Prompt:
Which lines of the records hold the string "every"? Report only how many of them there are.

Task inputs:
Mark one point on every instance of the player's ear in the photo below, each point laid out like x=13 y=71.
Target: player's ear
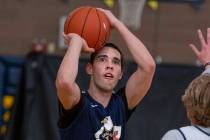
x=89 y=68
x=120 y=75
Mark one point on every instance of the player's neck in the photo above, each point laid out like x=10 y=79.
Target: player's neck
x=100 y=96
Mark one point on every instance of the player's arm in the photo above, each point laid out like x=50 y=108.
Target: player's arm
x=204 y=54
x=140 y=81
x=68 y=91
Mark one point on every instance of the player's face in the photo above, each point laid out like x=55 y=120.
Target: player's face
x=106 y=69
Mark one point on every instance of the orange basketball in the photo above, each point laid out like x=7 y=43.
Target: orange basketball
x=91 y=24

Exercise output:
5